Problem statement. Count the lines in the listing below that contain the string "instance", treating uppercase and lowercase as different, and reply with only that number.

Extracted information.
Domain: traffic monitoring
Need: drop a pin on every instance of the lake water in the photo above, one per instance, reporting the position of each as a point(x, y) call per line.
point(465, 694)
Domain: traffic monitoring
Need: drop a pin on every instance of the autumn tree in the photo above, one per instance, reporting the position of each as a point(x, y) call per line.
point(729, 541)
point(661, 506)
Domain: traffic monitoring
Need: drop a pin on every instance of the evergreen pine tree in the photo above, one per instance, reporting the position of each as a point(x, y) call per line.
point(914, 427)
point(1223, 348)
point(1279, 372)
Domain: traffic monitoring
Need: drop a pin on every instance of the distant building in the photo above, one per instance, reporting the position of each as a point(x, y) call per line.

Correct output. 4